_PROBLEM TO SOLVE_
Show every line of the records below that contains the word "chimney", treating uppercase and lowercase letters as different.

(Object pointing dataset rows)
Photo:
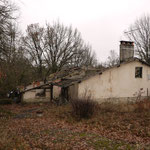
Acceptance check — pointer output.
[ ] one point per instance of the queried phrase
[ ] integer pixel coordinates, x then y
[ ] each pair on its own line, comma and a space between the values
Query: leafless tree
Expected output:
34, 45
56, 46
139, 32
6, 17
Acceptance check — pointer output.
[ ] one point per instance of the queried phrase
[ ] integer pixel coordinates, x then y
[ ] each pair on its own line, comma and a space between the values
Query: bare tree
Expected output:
6, 17
34, 45
56, 46
139, 32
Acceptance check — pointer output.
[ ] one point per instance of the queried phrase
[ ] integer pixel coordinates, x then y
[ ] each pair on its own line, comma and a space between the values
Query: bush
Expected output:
84, 108
5, 101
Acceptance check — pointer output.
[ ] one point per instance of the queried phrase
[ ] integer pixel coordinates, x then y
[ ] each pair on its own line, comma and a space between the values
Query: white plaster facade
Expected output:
117, 83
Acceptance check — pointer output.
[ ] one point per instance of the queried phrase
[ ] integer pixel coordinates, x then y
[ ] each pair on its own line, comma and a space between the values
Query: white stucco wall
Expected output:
117, 82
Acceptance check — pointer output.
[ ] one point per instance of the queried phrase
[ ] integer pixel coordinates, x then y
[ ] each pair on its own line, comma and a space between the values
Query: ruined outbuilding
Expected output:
124, 82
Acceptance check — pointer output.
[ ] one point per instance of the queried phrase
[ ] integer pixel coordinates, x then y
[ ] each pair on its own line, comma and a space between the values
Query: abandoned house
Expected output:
128, 80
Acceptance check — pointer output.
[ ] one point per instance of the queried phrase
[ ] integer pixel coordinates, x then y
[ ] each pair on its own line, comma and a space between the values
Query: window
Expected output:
138, 72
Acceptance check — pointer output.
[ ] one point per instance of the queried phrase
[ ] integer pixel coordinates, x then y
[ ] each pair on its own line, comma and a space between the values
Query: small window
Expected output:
138, 72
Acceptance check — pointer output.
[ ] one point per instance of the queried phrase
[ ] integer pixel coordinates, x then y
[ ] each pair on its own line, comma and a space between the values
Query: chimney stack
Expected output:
126, 50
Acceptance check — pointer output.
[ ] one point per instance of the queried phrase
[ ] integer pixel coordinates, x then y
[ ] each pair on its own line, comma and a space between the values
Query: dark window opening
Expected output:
138, 72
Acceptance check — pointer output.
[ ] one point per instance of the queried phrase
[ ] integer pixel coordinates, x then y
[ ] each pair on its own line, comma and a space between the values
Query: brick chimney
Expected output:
126, 50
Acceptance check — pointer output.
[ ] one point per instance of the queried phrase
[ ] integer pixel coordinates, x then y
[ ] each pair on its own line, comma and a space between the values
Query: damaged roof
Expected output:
67, 77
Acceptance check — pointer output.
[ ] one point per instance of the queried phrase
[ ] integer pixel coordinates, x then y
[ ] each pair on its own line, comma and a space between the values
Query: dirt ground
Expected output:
45, 126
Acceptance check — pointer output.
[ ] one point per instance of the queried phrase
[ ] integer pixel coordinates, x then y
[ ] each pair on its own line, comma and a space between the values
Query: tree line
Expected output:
43, 50
39, 51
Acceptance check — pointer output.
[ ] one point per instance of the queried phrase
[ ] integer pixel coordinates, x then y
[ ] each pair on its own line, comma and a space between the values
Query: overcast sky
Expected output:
101, 22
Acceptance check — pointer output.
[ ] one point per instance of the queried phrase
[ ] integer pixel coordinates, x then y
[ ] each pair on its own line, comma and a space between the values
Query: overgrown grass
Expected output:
84, 107
58, 129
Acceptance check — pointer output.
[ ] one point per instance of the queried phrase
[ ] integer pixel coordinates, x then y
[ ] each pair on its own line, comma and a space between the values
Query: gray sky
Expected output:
101, 22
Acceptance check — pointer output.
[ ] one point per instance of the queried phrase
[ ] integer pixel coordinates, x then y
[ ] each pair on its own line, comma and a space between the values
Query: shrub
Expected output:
84, 108
5, 101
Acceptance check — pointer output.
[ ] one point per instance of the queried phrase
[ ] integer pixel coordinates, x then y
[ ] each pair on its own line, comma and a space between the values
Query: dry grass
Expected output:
57, 129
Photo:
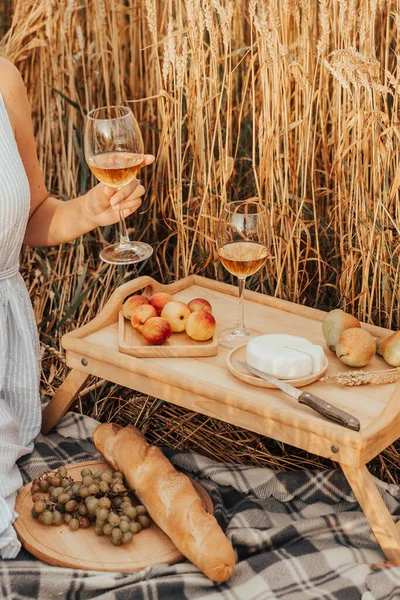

_RESULT FOR THIS EXERCISE_
Query: chimney stack
Query: brick chimney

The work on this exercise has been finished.